Testo fornito -
┄┄┄┄┄┄┄┄┄┄
Venezia e tutte le altre mete turistiche che in qualche modo sostengono le amministrazioni grazie a quella tassa potrebbero però trovarsi in difficoltà se la perdessero, e questa possibilità c’è.

Il Contratto per il governo del cambiamento messo a punto da Lega e M5S ne prevede infatti l’abolizione.

Questo da una parte ha fatto esultare tanti operatori turistici, specialmente nel comparto alberghiero. Ma al contempo nei giorni scorsi ha creato grande allarme tra gli enti locali molto spesso boccheggianti.

Preoccupazione dal sindaco di Firenze Dario Nardella (“è un clamoroso autogol”) a quello di Bologna Virginio Merola (“perdiamo 6,1 milioni utilizzati per promuovere la città”), dal primo cittadino di Parma Federico Pizzarotti (“gravità inaudita”) agli assessore di Milano Filippo Del Corno e di Roma Luca Bergamo.

A rispondere a gran voce oggi il mondo del turismo, che invece da sempre si dice contrario a questa tassa. “Siamo assolutamente d’accordo sull’eliminarla perché così come è impostata è una pistola messa in mano ai sindaci. Grava solo su coloro che soggiornano negli alberghi e non sui turisti “pendolari” che sono il vero problema delle città d’arte” dice il presidente di Federalberghi Bernabò Bocca.

“Il tema – aggiunge – è la finalità del gettito che nella maggior parte dei casi viene utilizzato per finanziare attività che nulla hanno a che fare con il turismo e molte volte serve a coprire i buchi di bilancio del Comune”.

Il presidente di Federalberghi è convinto che sia assolutamente necessario pensare a un altro tipo di tassazione: “Ad esempio a Capri e nelle isole – spiega – c’è la tassa di sbarco che è un tassa più “equa” perché va a colpire tutti, sia quelli che vengono negli alberghi sia quelli che passano la giornata sull’isola”.
┄┄┄┄┄┄┄┄┄┄
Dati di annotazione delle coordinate

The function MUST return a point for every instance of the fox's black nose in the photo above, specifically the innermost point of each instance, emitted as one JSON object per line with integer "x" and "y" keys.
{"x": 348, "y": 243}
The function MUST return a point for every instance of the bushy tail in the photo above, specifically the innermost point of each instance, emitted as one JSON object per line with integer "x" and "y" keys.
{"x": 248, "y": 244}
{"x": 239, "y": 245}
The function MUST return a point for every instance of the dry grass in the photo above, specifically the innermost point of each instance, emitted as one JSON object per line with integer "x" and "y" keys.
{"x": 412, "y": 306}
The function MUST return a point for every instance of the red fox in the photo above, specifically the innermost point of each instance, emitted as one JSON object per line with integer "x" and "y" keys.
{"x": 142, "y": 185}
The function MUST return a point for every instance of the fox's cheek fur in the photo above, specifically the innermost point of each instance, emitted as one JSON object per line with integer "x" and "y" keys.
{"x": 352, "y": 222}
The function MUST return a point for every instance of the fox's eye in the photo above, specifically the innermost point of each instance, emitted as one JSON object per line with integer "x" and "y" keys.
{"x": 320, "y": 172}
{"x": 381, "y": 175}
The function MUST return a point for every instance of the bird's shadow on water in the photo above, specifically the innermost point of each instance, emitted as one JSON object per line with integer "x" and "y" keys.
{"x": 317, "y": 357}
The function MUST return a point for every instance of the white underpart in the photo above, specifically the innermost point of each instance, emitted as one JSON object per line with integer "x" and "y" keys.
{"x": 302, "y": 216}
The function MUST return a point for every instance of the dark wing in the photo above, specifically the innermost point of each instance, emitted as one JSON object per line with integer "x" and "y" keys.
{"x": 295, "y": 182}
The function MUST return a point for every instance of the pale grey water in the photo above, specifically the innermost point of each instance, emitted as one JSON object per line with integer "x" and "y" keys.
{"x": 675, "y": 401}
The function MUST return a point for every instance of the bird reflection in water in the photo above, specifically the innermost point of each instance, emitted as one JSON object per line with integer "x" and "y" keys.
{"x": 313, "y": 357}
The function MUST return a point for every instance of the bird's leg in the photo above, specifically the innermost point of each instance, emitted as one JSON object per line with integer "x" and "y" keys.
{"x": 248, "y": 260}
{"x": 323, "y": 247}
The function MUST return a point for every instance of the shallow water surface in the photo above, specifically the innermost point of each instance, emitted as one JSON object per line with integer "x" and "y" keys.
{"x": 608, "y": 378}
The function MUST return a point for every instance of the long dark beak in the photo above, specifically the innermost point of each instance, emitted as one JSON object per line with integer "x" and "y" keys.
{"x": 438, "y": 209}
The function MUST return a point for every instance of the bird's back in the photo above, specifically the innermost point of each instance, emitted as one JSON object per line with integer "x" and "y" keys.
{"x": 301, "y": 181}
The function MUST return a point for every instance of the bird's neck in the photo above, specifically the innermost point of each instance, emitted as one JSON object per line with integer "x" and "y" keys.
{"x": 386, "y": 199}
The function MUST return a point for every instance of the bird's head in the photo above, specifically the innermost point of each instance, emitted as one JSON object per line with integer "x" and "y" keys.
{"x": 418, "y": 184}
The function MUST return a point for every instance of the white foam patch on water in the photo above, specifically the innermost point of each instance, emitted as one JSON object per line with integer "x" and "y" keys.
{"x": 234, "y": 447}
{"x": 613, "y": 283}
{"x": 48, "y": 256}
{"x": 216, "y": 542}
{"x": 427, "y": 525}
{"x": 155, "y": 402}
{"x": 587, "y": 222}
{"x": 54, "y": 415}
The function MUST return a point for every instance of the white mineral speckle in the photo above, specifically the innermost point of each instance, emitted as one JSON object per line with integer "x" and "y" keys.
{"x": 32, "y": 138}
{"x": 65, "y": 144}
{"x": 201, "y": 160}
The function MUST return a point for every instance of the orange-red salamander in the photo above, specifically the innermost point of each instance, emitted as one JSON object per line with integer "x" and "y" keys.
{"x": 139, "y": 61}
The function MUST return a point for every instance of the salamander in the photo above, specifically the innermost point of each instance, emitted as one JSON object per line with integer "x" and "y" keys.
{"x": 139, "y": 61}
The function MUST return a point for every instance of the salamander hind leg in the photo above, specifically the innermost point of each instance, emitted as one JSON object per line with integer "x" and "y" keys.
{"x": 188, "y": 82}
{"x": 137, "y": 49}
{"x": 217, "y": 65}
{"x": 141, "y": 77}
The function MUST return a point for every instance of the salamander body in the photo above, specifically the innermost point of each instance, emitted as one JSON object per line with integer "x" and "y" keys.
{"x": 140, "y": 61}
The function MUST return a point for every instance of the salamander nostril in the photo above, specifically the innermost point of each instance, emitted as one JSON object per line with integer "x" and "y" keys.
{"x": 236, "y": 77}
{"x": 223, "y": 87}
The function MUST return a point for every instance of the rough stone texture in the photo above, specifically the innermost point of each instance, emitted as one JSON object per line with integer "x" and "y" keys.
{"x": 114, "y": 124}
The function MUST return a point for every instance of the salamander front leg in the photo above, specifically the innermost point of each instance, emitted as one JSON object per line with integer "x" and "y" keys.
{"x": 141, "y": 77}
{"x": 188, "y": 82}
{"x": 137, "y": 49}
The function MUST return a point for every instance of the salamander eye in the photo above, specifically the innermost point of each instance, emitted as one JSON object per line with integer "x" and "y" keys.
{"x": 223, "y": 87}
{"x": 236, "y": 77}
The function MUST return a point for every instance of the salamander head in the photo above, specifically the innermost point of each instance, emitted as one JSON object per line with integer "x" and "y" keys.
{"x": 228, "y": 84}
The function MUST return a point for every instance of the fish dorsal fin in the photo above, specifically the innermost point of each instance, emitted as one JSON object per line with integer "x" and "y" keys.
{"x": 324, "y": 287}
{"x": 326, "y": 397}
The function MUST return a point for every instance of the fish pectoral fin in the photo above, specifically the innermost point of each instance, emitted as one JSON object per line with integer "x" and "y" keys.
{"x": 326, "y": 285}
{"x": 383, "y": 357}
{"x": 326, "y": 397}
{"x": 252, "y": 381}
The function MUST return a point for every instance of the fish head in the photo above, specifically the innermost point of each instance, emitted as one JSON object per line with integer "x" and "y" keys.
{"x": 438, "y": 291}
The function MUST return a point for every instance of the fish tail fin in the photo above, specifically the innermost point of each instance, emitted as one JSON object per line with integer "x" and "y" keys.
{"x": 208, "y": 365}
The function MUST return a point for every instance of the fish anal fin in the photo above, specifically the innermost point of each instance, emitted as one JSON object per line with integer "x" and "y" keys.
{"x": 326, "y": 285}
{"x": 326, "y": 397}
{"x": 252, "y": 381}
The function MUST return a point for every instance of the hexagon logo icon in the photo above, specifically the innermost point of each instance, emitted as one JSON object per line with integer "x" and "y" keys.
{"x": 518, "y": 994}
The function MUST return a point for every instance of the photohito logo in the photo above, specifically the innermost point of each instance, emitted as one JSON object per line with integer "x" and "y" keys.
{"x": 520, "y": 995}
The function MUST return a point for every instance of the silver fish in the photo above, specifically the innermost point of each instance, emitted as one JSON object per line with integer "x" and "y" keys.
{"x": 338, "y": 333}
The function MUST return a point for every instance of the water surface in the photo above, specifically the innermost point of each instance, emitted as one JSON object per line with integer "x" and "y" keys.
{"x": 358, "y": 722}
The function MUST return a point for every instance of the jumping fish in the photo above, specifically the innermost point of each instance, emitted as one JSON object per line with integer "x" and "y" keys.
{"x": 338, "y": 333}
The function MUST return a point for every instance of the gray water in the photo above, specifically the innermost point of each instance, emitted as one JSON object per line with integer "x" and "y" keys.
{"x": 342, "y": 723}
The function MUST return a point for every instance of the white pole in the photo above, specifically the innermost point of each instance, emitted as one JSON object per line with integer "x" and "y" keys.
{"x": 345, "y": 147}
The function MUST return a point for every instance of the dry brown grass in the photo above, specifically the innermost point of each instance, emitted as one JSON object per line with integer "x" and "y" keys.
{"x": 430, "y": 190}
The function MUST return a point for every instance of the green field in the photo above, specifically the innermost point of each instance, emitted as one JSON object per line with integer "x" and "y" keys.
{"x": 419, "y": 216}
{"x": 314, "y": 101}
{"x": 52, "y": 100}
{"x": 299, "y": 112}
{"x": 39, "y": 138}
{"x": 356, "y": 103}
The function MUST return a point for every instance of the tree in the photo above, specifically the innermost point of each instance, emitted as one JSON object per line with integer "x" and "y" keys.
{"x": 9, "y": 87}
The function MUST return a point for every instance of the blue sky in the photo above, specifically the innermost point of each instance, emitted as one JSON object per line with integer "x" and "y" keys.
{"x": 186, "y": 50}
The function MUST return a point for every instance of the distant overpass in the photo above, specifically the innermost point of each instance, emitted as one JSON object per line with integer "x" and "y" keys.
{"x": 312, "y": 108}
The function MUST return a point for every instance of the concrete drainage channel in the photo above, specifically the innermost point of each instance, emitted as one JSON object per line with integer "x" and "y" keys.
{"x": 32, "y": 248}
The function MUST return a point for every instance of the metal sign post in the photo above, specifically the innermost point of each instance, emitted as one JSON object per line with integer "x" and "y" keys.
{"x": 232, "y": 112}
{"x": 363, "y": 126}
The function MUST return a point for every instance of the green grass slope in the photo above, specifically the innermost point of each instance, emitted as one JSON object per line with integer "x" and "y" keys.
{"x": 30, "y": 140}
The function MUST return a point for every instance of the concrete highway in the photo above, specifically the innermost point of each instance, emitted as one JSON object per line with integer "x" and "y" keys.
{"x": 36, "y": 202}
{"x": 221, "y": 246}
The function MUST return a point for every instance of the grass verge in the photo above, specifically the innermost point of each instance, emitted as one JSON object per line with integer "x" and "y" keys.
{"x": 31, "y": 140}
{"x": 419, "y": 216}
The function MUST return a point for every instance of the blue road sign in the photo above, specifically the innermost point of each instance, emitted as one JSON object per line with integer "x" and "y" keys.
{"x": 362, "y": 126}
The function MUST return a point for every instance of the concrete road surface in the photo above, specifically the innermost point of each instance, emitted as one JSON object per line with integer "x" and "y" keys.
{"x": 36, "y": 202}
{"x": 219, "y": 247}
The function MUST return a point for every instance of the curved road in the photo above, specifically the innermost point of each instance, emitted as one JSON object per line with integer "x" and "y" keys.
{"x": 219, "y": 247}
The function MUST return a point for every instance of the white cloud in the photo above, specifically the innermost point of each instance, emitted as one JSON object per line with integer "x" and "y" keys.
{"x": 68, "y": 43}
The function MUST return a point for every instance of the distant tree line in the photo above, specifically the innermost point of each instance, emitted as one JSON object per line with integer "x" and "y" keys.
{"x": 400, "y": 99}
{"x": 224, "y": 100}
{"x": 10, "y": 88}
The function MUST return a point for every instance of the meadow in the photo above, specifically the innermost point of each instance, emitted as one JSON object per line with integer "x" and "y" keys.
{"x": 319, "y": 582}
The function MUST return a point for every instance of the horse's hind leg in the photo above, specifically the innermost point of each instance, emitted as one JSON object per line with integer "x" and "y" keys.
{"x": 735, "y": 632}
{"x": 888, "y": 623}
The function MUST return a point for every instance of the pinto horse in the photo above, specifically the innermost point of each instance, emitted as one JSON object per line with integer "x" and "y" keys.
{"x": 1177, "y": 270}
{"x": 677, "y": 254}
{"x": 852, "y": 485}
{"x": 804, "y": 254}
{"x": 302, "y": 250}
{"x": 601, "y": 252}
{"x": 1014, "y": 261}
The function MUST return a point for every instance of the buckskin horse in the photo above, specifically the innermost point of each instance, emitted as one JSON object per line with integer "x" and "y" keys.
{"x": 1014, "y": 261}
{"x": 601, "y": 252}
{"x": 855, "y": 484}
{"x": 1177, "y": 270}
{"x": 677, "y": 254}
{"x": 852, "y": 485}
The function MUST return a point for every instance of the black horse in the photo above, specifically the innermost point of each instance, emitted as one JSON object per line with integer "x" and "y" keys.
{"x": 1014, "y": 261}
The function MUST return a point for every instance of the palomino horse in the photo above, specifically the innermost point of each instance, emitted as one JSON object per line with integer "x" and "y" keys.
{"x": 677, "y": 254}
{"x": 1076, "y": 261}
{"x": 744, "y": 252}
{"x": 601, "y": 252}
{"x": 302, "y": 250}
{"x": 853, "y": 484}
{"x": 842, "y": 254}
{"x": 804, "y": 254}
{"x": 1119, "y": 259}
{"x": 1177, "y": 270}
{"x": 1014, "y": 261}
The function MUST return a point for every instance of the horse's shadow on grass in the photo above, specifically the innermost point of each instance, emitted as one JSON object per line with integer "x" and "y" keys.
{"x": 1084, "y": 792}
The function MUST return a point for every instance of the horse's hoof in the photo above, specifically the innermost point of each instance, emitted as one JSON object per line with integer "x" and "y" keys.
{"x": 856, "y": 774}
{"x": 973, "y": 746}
┄┄┄┄┄┄┄┄┄┄
Restituisca integralmente il testo fornito, senza apportarvi alcuna modifica.

Compito svolto -
Venezia e tutte le altre mete turistiche che in qualche modo sostengono le amministrazioni grazie a quella tassa potrebbero però trovarsi in difficoltà se la perdessero, e questa possibilità c’è.

Il Contratto per il governo del cambiamento messo a punto da Lega e M5S ne prevede infatti l’abolizione.

Questo da una parte ha fatto esultare tanti operatori turistici, specialmente nel comparto alberghiero. Ma al contempo nei giorni scorsi ha creato grande allarme tra gli enti locali molto spesso boccheggianti.

Preoccupazione dal sindaco di Firenze Dario Nardella (“è un clamoroso autogol”) a quello di Bologna Virginio Merola (“perdiamo 6,1 milioni utilizzati per promuovere la città”), dal primo cittadino di Parma Federico Pizzarotti (“gravità inaudita”) agli assessore di Milano Filippo Del Corno e di Roma Luca Bergamo.

A rispondere a gran voce oggi il mondo del turismo, che invece da sempre si dice contrario a questa tassa. “Siamo assolutamente d’accordo sull’eliminarla perché così come è impostata è una pistola messa in mano ai sindaci. Grava solo su coloro che soggiornano negli alberghi e non sui turisti “pendolari” che sono il vero problema delle città d’arte” dice il presidente di Federalberghi Bernabò Bocca.

“Il tema – aggiunge – è la finalità del gettito che nella maggior parte dei casi viene utilizzato per finanziare attività che nulla hanno a che fare con il turismo e molte volte serve a coprire i buchi di bilancio del Comune”.

Il presidente di Federalberghi è convinto che sia assolutamente necessario pensare a un altro tipo di tassazione: “Ad esempio a Capri e nelle isole – spiega – c’è la tassa di sbarco che è un tassa più “equa” perché va a colpire tutti, sia quelli che vengono negli alberghi sia quelli che passano la giornata sull’isola”.